### [Text provided]
┌────────

Mother testified that Father had been violent towards her in front of the children and
described an incident where Father had thrown her “up against the passenger car window
with a choke hold position with one hand, his right hand, his left hand on the steering
wheel.” Mother claimed that she reached for her phone and indicated that she was going
to call 911, but Father grabbed the phone and tossed it out onto the interstate. Mother
testified that Father had been arrested following this episode. According to her, Father
later admitted that he had been using drugs at the time of this incident, although she had
not known it at the time. Father did not dispute this assault, although he did attempt to
deny the assertion that he was on drugs at the time notwithstanding previous
representations by him to the contrary.
In Mississippi, in addition to having a job available, Mother testified that she also
had a support system through her family, who would be able to help with childcare and
provide other assistance. She also testified that she could get “a lot of home” there for
considerably less than she could in Brentwood or Franklin; in fact, she testified that she
could obtain “a very nice home in the 200’s, 250’s.”

└────────

### [Written instruction 1]
State whether each statement agrees with the testimony excerpt, answering yes or no and quoting the deciding words: (a) Father disputed the assault Mother described; (b) Father threw Mother's phone onto the interstate; (c) Mother testified that her family in Mississippi could help with childcare.
The testimony excerpt and the entries that follow it are unrelated to each other.

### [Supplied data]
┌────────

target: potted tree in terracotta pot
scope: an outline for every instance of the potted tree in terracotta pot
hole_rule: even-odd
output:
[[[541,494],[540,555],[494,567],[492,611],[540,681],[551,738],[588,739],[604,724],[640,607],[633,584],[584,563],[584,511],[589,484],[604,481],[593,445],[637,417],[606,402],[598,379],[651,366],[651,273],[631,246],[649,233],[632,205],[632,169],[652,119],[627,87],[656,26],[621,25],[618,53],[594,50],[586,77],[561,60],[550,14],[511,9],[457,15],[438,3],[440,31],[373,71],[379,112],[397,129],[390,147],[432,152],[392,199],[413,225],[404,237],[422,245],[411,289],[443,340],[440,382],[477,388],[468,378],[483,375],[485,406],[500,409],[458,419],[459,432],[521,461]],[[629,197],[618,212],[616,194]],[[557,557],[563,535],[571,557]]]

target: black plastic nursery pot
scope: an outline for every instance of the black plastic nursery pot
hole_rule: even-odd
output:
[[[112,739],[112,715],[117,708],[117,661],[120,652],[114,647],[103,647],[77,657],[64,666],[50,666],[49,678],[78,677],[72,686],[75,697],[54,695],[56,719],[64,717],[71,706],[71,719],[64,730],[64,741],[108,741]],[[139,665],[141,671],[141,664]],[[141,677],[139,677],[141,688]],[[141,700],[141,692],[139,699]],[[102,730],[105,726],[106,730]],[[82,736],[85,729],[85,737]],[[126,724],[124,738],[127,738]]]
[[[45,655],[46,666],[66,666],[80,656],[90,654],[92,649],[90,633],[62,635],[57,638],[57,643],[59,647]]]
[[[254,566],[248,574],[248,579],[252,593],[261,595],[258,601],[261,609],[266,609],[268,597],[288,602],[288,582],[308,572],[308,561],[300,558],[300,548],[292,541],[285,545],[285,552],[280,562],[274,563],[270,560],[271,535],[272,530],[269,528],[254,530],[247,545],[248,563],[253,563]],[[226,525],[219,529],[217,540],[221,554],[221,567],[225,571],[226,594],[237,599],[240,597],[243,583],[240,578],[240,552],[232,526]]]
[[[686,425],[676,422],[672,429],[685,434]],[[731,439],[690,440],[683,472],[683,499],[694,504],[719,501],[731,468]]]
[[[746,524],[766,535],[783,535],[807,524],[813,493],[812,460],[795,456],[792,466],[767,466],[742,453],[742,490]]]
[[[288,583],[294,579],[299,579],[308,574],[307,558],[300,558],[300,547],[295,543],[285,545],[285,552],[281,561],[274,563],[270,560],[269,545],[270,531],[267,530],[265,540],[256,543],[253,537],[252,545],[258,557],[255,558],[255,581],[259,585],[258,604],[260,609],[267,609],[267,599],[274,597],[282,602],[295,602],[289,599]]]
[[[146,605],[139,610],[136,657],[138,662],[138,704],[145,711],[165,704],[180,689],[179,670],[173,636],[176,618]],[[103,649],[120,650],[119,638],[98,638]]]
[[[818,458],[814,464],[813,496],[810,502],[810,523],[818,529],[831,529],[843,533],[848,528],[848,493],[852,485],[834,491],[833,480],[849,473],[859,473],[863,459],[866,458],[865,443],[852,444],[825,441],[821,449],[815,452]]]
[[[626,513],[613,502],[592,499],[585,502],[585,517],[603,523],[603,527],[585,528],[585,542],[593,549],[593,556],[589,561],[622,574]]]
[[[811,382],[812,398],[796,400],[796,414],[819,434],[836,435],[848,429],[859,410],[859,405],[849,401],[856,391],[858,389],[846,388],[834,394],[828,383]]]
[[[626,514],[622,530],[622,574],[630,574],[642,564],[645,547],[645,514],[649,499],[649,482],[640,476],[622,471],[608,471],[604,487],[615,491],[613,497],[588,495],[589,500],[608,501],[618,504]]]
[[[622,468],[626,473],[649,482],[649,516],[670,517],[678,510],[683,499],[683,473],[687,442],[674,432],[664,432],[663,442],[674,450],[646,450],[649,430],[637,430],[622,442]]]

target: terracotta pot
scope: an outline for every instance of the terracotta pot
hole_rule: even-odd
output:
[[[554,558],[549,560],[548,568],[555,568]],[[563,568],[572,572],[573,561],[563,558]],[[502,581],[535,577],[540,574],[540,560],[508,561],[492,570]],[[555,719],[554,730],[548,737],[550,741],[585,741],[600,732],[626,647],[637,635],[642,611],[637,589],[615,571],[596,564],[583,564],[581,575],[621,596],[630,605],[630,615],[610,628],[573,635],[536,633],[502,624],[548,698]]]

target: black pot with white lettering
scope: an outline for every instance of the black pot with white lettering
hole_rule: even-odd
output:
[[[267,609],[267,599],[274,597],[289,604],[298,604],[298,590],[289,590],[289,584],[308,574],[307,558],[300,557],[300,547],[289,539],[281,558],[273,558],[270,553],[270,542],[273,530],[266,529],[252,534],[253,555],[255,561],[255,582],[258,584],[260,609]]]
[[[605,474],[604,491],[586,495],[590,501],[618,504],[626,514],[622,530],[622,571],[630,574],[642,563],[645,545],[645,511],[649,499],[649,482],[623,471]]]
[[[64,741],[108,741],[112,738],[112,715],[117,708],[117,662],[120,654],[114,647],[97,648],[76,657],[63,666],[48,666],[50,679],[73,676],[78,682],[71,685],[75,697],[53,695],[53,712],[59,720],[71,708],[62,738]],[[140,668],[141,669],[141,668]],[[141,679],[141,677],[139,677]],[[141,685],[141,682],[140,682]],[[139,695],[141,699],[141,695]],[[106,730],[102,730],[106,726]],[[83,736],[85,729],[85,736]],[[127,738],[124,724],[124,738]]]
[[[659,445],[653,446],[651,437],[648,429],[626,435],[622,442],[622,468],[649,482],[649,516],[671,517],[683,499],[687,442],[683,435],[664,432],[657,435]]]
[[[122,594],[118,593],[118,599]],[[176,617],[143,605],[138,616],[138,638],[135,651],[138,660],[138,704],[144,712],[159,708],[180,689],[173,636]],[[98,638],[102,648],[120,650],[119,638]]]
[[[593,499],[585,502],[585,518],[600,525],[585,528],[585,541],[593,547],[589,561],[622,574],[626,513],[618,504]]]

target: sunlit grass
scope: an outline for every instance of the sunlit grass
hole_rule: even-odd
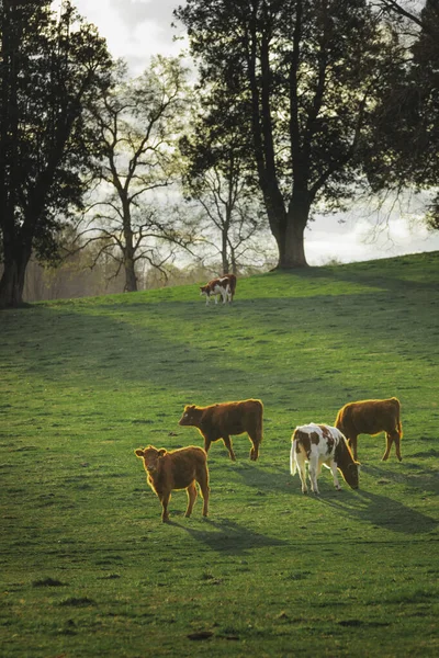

└────────

### [Written instruction 2]
Set down the lines of the entries from the one containing "target: sunlit grass" through the end of the entries, inclusive, reproducing them exactly and leaving out the pictures.

### [Reply 1]
(a) No: "Father did not dispute this assault"
(b) Yes: "Father grabbed the phone and tossed it out onto the interstate"
(c) Yes: "had a support system through her family, who would be able to help with childcare"

### [Reply 2]
target: sunlit grass
scope: an outline for every instance of the sunlit grass
hole_rule: even-odd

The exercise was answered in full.